=== Input material ===

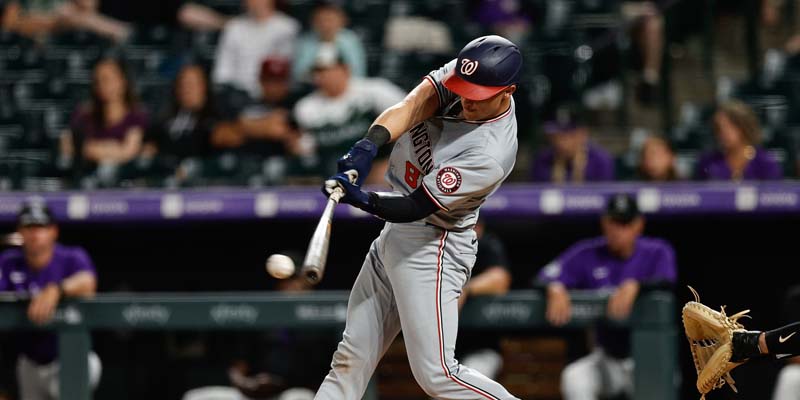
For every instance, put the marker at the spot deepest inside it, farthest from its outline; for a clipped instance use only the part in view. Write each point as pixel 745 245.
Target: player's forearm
pixel 494 281
pixel 400 209
pixel 418 106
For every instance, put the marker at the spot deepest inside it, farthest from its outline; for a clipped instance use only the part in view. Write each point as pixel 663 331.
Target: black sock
pixel 784 341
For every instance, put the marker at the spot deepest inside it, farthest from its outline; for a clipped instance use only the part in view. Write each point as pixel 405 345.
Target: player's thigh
pixel 372 319
pixel 31 385
pixel 427 281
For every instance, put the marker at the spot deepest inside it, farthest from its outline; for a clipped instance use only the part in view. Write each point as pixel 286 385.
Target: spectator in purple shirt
pixel 110 129
pixel 619 262
pixel 46 272
pixel 572 157
pixel 739 156
pixel 657 161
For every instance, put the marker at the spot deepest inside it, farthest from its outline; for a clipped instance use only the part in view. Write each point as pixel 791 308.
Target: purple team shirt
pixel 599 166
pixel 589 265
pixel 712 166
pixel 17 276
pixel 83 122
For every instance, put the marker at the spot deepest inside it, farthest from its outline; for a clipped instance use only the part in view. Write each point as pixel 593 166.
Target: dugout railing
pixel 653 323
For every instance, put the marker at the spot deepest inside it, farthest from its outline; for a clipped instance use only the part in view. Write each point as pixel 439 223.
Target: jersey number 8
pixel 412 175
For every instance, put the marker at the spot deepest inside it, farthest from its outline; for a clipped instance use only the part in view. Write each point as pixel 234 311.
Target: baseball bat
pixel 317 253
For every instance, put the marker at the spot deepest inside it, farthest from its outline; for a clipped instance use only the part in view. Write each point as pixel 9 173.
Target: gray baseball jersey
pixel 414 272
pixel 459 163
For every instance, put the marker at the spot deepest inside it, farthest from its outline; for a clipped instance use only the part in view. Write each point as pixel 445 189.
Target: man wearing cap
pixel 620 262
pixel 455 142
pixel 341 109
pixel 266 127
pixel 46 272
pixel 262 32
pixel 572 157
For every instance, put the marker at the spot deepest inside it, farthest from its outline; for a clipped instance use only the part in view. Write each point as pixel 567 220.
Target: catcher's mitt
pixel 710 333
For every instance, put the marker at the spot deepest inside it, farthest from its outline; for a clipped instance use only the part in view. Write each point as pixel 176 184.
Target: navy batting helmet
pixel 484 67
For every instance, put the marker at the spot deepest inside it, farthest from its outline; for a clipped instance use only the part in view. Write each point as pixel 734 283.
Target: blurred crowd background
pixel 253 93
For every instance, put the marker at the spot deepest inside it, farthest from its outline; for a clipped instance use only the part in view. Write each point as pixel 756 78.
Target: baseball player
pixel 48 272
pixel 455 141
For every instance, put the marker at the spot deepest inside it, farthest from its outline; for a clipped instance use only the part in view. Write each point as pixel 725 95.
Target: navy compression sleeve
pixel 394 208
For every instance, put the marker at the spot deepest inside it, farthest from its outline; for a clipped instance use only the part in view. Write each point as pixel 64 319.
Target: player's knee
pixel 431 379
pixel 576 381
pixel 434 386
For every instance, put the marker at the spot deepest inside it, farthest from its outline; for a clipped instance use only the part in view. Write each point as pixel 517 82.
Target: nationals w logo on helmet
pixel 468 67
pixel 448 180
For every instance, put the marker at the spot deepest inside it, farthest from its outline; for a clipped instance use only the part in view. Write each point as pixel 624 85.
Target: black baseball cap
pixel 622 208
pixel 328 55
pixel 35 213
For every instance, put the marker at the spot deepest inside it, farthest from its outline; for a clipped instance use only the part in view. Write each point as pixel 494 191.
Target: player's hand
pixel 43 305
pixel 621 301
pixel 559 305
pixel 359 158
pixel 353 194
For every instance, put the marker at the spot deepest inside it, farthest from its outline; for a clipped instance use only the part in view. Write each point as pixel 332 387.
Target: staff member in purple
pixel 619 261
pixel 47 272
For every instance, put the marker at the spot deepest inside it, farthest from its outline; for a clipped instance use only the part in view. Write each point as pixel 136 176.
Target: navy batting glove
pixel 353 194
pixel 359 158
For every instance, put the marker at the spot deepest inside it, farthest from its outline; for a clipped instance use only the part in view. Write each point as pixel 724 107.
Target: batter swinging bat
pixel 317 254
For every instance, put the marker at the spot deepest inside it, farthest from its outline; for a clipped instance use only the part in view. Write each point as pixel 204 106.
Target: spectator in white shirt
pixel 247 40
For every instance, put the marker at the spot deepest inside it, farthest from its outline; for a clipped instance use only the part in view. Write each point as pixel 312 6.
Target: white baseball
pixel 280 266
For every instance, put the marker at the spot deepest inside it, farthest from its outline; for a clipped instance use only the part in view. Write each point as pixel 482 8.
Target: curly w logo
pixel 468 67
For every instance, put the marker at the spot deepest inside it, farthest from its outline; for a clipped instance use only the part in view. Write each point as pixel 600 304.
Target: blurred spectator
pixel 266 127
pixel 490 277
pixel 109 130
pixel 648 36
pixel 341 110
pixel 189 14
pixel 329 22
pixel 657 161
pixel 185 130
pixel 249 39
pixel 571 157
pixel 511 19
pixel 199 17
pixel 52 16
pixel 622 261
pixel 739 156
pixel 47 272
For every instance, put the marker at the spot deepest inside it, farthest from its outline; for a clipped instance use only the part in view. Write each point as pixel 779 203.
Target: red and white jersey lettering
pixel 458 163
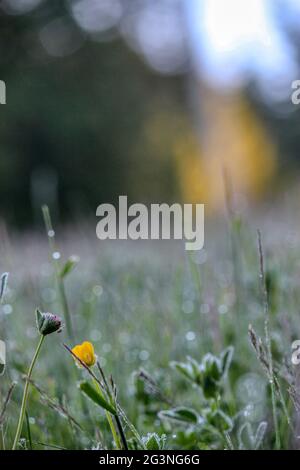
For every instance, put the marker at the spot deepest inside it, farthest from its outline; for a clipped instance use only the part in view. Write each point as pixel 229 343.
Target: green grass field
pixel 172 330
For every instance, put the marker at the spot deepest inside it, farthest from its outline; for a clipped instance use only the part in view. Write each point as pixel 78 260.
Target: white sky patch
pixel 232 40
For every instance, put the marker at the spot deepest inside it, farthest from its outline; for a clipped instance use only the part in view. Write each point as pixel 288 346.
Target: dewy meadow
pixel 162 221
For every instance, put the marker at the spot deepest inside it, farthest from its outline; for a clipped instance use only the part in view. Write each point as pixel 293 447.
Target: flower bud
pixel 48 323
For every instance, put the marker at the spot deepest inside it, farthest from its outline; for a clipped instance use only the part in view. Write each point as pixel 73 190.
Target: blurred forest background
pixel 148 98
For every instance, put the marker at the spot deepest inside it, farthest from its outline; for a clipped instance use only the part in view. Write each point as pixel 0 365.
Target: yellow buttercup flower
pixel 85 352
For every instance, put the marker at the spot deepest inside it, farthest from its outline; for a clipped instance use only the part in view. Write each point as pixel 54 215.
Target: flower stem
pixel 110 422
pixel 25 394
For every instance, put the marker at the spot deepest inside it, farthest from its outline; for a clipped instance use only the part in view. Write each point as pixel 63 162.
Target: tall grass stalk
pixel 25 394
pixel 57 270
pixel 268 338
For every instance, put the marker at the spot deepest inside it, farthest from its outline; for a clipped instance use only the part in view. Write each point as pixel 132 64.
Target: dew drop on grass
pixel 97 290
pixel 190 336
pixel 106 347
pixel 188 306
pixel 7 309
pixel 144 355
pixel 95 335
pixel 204 308
pixel 56 255
pixel 222 309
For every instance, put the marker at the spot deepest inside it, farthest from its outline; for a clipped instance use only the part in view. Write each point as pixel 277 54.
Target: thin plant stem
pixel 110 420
pixel 25 394
pixel 56 264
pixel 268 339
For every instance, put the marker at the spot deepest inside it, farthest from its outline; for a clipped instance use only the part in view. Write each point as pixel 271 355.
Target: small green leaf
pixel 2 357
pixel 181 414
pixel 226 358
pixel 69 266
pixel 3 284
pixel 220 421
pixel 153 441
pixel 96 397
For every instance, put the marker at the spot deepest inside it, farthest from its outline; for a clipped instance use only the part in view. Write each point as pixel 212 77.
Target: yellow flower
pixel 85 352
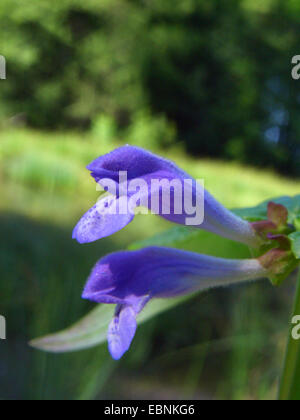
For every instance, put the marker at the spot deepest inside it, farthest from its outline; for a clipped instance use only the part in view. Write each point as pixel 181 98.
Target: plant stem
pixel 290 381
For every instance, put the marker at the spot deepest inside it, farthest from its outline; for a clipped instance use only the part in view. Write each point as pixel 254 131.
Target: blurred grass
pixel 225 344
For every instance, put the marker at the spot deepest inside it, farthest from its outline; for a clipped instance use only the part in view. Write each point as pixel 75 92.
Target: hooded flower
pixel 130 279
pixel 140 168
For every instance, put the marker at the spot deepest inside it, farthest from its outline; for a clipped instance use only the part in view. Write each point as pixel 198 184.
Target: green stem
pixel 290 381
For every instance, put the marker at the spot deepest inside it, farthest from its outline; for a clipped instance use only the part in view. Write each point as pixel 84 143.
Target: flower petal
pixel 100 221
pixel 129 276
pixel 142 165
pixel 121 331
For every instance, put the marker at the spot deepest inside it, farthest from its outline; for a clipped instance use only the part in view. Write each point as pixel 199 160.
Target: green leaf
pixel 290 382
pixel 295 240
pixel 91 330
pixel 259 212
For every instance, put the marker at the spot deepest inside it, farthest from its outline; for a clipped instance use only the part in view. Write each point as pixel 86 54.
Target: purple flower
pixel 140 168
pixel 130 279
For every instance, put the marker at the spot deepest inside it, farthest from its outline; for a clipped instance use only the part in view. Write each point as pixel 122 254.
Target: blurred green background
pixel 206 83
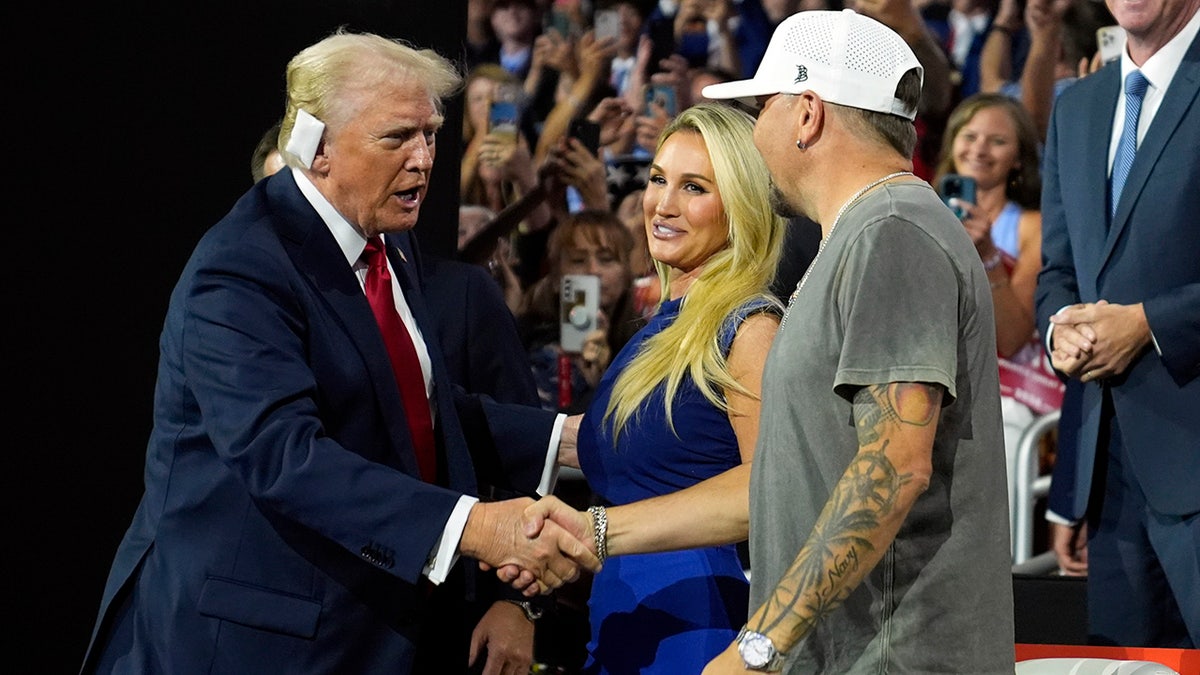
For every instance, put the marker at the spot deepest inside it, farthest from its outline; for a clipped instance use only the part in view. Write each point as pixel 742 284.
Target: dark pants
pixel 1143 566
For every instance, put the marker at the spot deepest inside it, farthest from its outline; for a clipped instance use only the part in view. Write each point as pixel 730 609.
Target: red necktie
pixel 405 364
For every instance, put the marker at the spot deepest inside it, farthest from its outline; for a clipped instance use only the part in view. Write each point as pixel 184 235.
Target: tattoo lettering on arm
pixel 847 539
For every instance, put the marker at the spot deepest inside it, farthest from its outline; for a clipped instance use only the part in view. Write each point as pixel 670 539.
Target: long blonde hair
pixel 732 276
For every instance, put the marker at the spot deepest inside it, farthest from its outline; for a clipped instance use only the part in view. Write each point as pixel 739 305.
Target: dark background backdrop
pixel 130 129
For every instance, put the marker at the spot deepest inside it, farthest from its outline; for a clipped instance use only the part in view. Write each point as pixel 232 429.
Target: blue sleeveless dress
pixel 673 611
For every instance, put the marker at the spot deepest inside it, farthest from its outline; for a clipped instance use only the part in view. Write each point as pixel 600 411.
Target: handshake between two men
pixel 535 547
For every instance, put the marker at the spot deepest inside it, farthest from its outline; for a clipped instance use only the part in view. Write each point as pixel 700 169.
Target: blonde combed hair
pixel 732 276
pixel 324 77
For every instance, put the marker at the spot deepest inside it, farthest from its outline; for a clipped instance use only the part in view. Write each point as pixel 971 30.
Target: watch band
pixel 759 652
pixel 532 611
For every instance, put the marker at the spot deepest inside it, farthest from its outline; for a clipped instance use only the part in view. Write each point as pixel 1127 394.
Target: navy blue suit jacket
pixel 283 524
pixel 1150 254
pixel 477 332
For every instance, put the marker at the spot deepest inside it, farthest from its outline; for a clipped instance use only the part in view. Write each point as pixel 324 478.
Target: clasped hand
pixel 1098 340
pixel 532 561
pixel 549 517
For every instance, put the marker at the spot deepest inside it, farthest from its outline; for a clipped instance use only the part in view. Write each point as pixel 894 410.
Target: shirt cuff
pixel 1055 518
pixel 550 472
pixel 445 549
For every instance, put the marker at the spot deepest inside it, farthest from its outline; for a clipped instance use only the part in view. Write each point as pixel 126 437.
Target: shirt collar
pixel 1162 66
pixel 349 239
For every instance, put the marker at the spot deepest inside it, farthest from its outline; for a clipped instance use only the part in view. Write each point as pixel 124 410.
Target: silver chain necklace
pixel 837 219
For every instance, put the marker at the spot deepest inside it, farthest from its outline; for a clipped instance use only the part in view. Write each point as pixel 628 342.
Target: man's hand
pixel 1117 335
pixel 1069 547
pixel 495 536
pixel 508 637
pixel 575 523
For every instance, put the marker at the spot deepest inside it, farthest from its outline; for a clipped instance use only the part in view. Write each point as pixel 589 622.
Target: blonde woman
pixel 676 414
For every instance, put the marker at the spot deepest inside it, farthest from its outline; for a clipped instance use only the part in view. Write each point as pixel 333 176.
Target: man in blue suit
pixel 285 525
pixel 1120 293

===

## What the exercise asks
Look above for the line holding "pixel 494 191." and the line holding "pixel 204 106.", then output exactly those two lines and every line between them, nothing more.

## Solution to this problem
For every instance, put the marker at the spot deepest inside it, farthest from its outline; for a clipped instance use only the part in view. Write each point as pixel 494 191.
Target: player's hand
pixel 43 305
pixel 621 301
pixel 559 305
pixel 359 158
pixel 353 194
For every instance, put the marker at the spot deepest inside it, farthest from its outline; for a clipped instance use only the part in view. Write each point as pixel 332 387.
Target: staff member in purple
pixel 619 261
pixel 47 272
For every instance, put the marker at the spot deepest inside it, farthest from its outline; for a clipped instance use only the part in view. Write each point as pixel 136 176.
Target: navy batting glove
pixel 353 194
pixel 359 158
For every instance, put the marker at the spot deepest inside it, farthest from its outline; for a clipped instance use only the part in view. Write each point as pixel 724 107.
Target: batter swinging bat
pixel 317 254
For every instance, put the marker at the spot deepest inside it, farthest from its outline; for a clipped instance use only the part in view. Write each point as pixel 204 106.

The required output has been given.